• **Dataset content**:
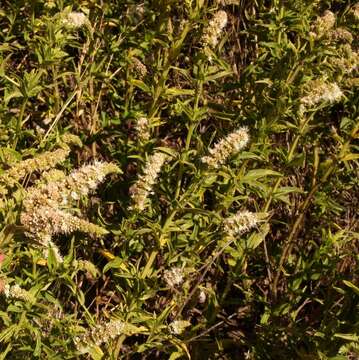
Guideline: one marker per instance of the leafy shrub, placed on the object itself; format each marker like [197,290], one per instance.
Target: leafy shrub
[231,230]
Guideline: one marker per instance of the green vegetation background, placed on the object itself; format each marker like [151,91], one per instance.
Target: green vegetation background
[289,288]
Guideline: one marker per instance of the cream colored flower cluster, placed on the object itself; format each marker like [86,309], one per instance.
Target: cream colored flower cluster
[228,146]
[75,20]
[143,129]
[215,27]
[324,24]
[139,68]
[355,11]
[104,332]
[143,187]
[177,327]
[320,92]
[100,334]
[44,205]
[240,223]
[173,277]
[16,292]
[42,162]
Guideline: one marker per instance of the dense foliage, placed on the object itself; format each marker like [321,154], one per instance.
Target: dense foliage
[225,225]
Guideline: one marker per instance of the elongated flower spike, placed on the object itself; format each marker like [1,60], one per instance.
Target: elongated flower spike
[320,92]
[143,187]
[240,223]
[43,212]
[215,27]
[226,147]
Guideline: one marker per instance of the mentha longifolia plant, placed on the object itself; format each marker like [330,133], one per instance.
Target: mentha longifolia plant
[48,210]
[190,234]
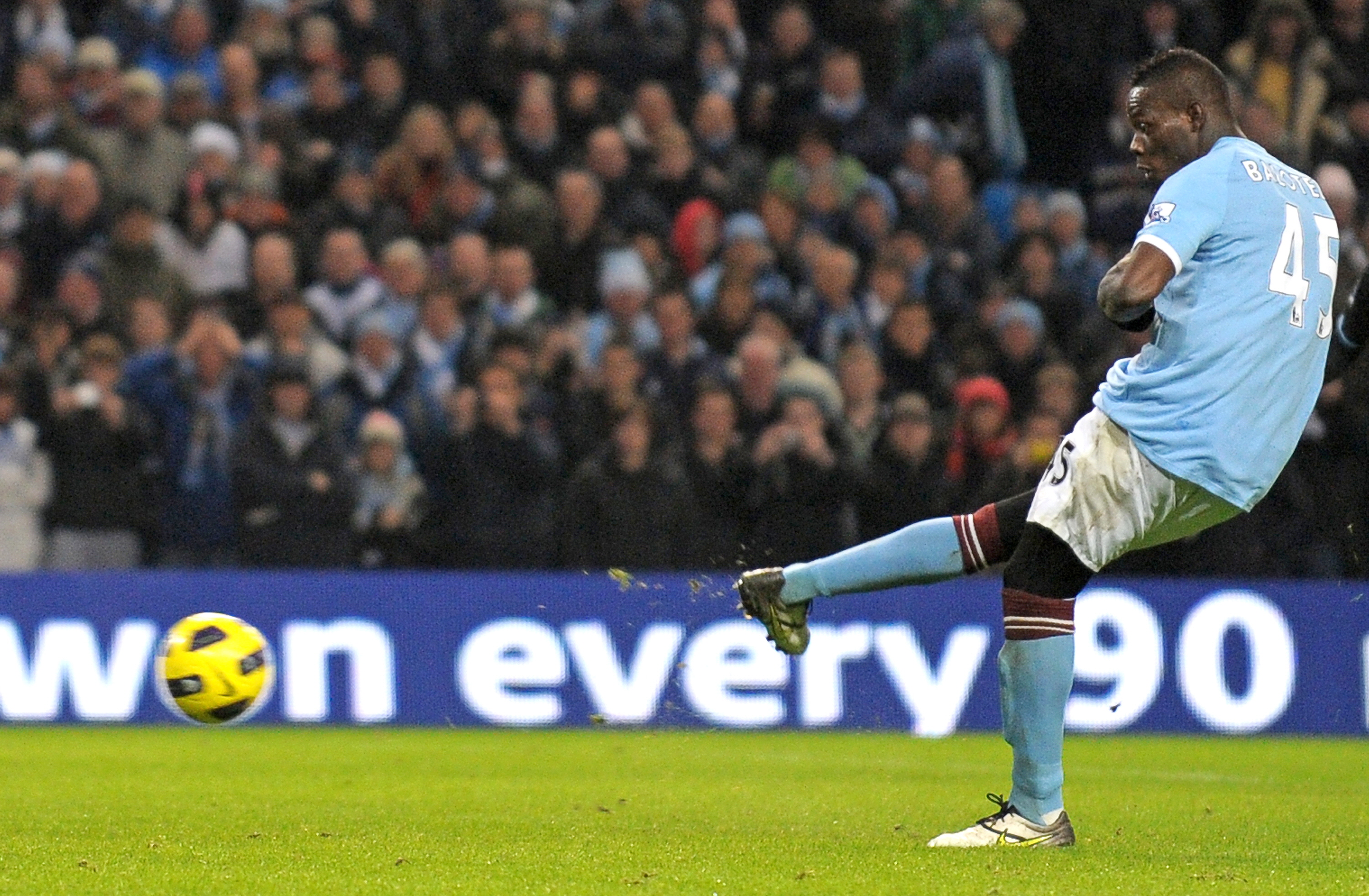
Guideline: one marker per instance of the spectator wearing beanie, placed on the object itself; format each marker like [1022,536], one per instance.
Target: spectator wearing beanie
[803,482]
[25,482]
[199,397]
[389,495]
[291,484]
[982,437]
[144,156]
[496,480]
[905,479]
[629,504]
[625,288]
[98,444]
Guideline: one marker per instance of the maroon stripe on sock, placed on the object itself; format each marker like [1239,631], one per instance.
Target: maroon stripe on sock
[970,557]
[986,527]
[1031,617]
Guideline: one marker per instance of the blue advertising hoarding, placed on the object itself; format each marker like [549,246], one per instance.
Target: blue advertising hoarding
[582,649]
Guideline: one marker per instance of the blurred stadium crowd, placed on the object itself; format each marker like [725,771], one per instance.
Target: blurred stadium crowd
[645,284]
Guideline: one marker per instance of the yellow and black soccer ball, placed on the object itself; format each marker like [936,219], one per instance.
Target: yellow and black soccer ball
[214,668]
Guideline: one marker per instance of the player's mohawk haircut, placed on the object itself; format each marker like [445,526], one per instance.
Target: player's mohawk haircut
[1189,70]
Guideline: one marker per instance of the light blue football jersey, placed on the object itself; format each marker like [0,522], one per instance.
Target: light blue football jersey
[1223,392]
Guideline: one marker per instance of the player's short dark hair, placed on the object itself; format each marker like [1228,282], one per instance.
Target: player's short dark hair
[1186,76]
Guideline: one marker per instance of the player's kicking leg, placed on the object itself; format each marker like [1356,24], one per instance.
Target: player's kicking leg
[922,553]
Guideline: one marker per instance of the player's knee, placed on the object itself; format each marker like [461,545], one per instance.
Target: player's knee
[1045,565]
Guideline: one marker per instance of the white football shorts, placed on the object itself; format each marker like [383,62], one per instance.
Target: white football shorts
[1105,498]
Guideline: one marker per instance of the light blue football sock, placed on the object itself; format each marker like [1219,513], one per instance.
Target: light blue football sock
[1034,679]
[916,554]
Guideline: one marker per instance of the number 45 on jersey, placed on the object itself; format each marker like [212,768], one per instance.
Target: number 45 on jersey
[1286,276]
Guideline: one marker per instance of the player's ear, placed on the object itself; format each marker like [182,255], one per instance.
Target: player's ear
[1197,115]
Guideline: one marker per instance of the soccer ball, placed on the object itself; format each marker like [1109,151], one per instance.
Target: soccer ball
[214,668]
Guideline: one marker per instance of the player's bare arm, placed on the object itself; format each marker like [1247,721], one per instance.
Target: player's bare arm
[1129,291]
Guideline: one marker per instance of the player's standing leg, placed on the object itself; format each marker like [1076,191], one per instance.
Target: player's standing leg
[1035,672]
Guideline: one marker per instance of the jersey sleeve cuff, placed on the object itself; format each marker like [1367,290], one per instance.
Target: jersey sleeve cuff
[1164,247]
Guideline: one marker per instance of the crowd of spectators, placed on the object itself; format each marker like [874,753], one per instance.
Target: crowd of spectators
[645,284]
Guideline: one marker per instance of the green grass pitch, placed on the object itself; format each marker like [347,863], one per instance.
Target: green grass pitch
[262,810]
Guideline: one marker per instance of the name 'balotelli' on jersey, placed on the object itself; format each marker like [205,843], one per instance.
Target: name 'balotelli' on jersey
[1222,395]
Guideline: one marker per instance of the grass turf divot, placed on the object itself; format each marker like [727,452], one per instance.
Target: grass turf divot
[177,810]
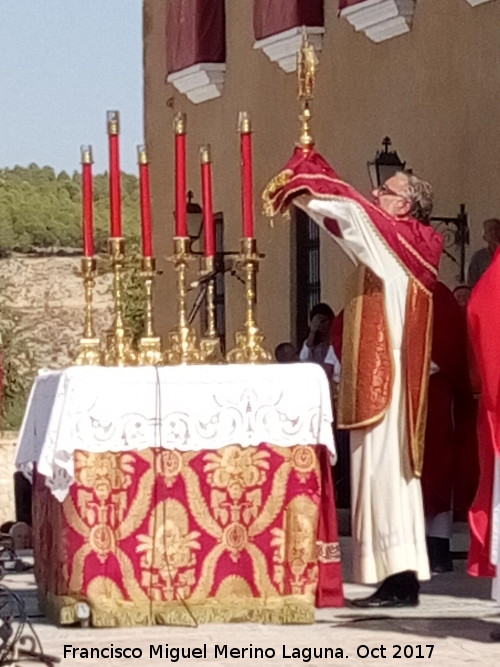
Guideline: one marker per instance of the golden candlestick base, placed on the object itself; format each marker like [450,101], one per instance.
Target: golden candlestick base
--
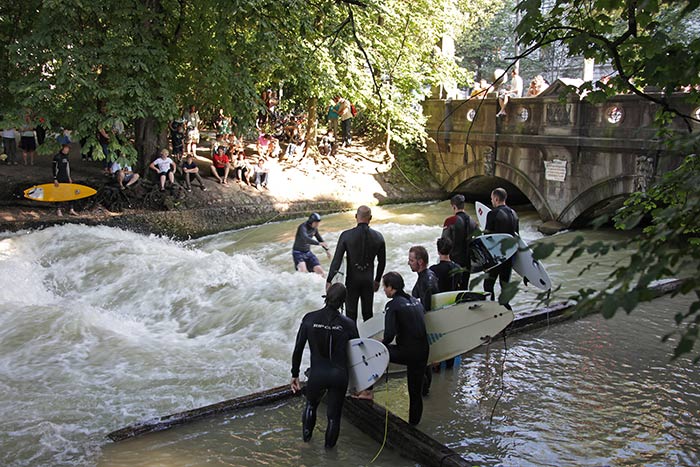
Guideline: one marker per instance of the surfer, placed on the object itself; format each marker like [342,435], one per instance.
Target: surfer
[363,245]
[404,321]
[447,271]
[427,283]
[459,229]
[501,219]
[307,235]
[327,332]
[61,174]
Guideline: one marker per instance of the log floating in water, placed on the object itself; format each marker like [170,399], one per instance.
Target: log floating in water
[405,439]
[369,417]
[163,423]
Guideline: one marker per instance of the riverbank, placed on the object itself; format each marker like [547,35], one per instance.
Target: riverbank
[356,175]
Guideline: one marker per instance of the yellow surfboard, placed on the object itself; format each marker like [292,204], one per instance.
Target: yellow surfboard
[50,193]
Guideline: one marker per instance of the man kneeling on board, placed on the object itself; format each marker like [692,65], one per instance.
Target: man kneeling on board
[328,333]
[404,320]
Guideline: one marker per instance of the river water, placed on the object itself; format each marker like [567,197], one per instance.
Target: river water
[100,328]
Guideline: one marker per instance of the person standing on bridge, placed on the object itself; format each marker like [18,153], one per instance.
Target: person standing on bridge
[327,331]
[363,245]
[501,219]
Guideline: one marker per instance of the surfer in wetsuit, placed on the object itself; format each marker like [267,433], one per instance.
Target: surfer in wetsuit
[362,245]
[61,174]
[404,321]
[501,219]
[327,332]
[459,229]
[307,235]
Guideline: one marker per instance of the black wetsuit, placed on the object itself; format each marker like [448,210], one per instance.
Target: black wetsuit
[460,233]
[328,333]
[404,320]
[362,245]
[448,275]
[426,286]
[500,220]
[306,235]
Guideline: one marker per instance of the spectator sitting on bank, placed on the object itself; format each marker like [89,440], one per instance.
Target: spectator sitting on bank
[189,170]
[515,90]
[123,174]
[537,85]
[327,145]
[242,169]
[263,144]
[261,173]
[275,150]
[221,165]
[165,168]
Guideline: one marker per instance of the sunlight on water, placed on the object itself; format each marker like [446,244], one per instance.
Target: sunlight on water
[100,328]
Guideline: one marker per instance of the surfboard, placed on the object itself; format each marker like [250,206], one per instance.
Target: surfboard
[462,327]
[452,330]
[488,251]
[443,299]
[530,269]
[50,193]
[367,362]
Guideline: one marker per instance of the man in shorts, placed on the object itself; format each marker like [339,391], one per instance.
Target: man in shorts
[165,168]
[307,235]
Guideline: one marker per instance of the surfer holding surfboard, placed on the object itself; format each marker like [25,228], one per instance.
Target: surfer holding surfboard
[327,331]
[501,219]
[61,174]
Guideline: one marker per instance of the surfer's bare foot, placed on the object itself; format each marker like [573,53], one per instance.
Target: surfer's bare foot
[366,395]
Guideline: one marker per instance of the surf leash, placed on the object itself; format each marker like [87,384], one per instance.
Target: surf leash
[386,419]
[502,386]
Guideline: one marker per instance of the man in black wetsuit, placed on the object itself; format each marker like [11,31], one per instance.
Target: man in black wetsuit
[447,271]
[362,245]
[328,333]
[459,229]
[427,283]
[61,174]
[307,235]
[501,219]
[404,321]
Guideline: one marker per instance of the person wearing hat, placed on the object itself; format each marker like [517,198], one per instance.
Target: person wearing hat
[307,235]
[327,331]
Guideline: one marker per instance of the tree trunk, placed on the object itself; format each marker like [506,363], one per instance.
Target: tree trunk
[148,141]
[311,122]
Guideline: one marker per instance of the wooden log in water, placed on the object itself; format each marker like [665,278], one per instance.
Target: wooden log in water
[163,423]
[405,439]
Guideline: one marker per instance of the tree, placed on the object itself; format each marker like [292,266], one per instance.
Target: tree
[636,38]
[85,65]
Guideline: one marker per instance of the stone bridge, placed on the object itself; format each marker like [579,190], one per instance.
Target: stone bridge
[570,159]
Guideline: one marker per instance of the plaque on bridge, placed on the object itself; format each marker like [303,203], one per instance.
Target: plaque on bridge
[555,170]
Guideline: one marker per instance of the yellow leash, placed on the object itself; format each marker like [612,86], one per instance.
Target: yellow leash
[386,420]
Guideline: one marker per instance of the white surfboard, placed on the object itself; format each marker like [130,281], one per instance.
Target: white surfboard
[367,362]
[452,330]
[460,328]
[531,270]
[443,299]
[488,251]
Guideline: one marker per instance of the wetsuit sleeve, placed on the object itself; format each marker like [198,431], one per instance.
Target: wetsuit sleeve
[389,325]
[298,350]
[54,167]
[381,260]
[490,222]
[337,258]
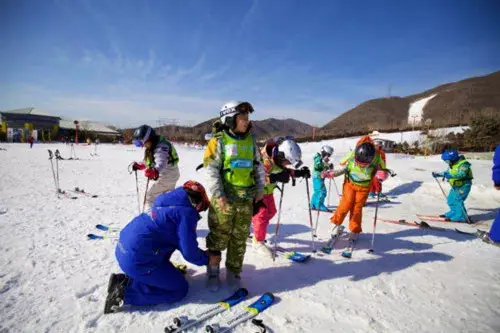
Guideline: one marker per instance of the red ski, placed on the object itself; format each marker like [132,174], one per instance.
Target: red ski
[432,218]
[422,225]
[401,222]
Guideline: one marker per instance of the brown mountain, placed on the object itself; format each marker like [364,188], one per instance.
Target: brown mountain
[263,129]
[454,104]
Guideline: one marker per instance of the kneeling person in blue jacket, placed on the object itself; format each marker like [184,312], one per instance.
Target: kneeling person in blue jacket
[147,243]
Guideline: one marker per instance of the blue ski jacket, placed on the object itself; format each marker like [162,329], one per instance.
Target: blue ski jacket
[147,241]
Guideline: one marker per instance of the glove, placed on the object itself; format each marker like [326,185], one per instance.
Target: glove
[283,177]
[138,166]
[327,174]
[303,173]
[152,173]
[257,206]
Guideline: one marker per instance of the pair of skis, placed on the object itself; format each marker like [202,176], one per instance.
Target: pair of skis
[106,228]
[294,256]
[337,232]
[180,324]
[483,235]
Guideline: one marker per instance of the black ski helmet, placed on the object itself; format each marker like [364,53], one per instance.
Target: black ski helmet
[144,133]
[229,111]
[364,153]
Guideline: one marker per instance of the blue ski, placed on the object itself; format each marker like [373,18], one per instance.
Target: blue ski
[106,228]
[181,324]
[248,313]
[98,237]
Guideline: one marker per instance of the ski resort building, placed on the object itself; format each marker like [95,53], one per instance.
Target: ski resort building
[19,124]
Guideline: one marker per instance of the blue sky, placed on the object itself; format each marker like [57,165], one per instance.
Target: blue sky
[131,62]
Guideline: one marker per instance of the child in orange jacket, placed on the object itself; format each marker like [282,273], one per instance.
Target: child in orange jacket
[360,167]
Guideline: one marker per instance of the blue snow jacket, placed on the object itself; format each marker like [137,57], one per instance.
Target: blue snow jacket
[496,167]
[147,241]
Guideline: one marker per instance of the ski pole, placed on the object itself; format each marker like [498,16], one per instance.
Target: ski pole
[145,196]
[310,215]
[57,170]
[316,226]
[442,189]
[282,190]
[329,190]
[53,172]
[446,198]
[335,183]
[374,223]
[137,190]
...
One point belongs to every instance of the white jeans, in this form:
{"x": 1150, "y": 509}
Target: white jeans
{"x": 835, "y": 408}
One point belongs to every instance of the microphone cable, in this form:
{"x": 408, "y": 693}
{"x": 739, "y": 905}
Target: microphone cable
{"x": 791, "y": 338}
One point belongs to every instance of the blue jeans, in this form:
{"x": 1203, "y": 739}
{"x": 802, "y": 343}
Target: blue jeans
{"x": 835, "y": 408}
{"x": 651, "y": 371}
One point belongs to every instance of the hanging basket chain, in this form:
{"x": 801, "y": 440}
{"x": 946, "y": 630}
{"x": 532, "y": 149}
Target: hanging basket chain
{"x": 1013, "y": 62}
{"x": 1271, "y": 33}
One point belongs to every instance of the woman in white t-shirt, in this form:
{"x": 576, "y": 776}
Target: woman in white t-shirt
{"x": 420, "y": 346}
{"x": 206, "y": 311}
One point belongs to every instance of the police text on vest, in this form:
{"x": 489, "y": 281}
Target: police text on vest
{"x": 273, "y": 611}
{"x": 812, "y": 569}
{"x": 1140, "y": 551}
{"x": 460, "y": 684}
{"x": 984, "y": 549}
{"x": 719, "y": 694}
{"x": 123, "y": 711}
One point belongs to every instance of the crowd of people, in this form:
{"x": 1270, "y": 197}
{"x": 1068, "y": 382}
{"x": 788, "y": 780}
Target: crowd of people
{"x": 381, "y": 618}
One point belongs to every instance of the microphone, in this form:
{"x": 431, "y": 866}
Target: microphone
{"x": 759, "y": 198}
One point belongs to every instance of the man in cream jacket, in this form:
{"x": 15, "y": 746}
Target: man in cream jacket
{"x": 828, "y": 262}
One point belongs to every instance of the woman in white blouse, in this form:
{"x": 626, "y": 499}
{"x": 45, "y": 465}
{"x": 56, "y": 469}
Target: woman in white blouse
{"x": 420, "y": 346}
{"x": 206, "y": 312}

• **Exercise**: Pick out every line in the records above that contains the word "resort" and copy each one.

• **Finished answer**:
Guideline: one marker per instance of the ski resort building, placed on the object itself; format each marker like [95,53], one per instance.
Target: ski resort building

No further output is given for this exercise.